> Goal of the exercise:
Find every line in the bounding box data below that contains the word "truck", and copy each of those lines.

Excerpts of bounding box data
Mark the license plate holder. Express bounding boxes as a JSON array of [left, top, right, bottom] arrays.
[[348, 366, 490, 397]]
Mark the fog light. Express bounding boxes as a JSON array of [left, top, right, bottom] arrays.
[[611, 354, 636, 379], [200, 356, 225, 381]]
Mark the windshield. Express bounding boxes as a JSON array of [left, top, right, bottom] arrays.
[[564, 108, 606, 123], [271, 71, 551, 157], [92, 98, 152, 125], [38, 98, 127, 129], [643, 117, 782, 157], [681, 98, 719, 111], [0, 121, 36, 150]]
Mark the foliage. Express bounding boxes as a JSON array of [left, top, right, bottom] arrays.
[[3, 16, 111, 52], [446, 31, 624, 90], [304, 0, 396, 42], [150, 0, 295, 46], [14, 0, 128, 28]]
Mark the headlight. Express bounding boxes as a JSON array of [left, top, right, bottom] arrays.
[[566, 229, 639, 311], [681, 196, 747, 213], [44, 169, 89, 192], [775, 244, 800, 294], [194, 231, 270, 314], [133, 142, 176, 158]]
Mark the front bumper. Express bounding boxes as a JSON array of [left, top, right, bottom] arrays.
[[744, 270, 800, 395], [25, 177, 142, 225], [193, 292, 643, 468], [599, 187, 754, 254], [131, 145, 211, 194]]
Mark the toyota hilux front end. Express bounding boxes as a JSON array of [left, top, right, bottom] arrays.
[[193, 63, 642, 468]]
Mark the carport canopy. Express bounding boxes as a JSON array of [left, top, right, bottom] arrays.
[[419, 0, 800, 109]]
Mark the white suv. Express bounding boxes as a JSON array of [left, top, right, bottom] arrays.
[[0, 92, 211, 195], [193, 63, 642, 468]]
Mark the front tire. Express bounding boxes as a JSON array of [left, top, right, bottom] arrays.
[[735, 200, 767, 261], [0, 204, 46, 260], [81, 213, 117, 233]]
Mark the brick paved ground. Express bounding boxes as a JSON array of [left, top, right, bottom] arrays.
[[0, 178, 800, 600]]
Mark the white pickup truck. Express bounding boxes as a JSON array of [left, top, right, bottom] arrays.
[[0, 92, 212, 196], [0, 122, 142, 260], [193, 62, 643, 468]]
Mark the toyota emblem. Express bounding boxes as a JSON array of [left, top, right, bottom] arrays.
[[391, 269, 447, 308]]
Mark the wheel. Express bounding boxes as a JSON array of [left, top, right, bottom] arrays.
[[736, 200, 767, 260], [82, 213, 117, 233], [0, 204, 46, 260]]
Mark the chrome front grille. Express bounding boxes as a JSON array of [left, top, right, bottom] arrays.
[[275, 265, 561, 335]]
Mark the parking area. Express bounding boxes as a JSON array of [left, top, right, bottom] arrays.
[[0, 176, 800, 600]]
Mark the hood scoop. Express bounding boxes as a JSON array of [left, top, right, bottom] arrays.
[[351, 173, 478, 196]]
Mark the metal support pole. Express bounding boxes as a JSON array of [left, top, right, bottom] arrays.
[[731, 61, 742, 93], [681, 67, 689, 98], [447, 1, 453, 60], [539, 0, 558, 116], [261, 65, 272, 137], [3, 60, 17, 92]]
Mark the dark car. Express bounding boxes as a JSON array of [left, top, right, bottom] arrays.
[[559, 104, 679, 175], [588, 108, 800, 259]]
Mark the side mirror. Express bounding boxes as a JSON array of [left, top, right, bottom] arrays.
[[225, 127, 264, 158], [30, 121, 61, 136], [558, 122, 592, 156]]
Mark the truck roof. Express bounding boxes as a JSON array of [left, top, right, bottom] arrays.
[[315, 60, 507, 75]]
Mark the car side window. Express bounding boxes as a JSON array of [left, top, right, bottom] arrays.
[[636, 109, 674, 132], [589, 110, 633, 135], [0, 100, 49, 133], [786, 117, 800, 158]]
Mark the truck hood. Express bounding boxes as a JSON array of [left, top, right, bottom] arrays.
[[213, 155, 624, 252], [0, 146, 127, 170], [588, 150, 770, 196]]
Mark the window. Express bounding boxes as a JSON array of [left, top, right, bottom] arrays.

==

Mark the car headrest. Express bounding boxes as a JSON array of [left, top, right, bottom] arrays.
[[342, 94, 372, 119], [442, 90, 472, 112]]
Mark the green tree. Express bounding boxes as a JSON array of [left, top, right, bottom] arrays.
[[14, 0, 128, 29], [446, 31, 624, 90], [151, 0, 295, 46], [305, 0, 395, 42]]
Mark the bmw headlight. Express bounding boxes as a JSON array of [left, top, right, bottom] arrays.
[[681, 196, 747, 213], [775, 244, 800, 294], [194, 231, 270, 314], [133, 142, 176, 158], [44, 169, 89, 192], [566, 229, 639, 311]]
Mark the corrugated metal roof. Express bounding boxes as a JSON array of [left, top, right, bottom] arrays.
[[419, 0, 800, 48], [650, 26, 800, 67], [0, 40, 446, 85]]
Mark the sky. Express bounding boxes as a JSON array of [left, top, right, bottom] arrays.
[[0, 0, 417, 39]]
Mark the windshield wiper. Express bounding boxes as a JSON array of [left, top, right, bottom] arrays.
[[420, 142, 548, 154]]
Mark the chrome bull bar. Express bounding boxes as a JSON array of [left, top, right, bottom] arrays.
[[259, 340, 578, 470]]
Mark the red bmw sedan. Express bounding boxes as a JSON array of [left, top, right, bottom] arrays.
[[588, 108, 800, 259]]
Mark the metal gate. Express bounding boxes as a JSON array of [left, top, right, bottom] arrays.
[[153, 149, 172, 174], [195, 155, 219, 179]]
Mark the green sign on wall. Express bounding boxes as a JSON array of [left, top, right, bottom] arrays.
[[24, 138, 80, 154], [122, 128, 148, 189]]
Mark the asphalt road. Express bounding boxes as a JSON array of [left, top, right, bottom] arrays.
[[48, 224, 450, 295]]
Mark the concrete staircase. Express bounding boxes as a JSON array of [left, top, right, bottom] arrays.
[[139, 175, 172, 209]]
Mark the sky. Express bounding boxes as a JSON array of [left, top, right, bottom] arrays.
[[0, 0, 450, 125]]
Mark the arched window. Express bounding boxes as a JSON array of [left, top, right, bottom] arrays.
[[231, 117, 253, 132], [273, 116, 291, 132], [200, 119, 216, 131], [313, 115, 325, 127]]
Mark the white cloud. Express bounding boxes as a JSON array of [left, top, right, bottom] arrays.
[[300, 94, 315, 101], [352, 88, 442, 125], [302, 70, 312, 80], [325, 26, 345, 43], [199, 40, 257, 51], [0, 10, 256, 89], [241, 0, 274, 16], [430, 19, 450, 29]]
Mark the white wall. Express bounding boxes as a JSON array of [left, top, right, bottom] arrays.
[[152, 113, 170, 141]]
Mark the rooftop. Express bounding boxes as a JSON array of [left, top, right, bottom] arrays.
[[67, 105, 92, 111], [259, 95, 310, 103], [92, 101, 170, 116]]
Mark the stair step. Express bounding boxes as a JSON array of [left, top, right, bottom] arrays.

==

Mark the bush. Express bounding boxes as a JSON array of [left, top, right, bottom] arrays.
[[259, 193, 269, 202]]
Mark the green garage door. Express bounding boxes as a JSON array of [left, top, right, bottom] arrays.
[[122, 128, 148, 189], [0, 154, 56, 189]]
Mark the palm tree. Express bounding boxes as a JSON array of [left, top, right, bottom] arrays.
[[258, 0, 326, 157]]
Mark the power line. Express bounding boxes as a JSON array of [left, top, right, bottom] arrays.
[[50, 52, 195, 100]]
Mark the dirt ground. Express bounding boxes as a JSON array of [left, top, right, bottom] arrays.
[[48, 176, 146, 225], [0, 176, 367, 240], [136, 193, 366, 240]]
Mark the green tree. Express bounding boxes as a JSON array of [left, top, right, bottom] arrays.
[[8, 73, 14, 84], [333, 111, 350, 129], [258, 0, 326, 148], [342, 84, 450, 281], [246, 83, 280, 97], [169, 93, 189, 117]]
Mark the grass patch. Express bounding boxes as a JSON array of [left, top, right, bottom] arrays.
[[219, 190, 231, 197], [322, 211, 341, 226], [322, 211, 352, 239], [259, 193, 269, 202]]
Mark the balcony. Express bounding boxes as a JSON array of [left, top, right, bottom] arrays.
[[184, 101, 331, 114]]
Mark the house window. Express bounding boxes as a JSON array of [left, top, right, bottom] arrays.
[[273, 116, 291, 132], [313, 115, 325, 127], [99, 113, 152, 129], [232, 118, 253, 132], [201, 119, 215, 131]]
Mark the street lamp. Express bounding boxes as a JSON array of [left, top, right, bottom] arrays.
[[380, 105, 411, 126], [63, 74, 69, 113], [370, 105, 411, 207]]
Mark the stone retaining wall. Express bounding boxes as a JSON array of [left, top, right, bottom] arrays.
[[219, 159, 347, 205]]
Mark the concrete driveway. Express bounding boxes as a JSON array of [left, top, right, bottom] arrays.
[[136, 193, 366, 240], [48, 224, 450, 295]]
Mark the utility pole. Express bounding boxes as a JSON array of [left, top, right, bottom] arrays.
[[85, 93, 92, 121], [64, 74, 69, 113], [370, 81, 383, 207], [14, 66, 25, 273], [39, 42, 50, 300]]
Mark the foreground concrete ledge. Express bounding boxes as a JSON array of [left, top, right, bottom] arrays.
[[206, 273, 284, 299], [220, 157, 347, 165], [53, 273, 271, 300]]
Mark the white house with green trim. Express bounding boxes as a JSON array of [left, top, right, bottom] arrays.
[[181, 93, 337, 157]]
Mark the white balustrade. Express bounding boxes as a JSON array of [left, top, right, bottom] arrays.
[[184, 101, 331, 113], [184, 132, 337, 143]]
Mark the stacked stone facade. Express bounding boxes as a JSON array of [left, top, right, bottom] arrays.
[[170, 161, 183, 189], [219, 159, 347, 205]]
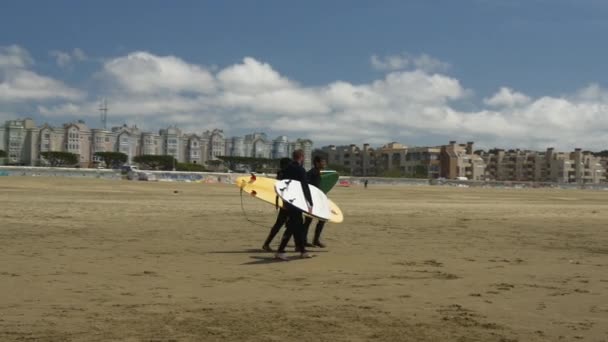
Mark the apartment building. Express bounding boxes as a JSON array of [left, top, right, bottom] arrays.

> Solution to the problem:
Mark the white pickup truck. Express bounding boxes as a JSON array of [left, top, right, bottom] arrays.
Mark the truck roof. Express bounding boxes as a JSON array of [left, top, right, bottom] arrays.
Mark the truck hood. Express bounding boxes as a JSON array of [left, top, right, bottom] arrays.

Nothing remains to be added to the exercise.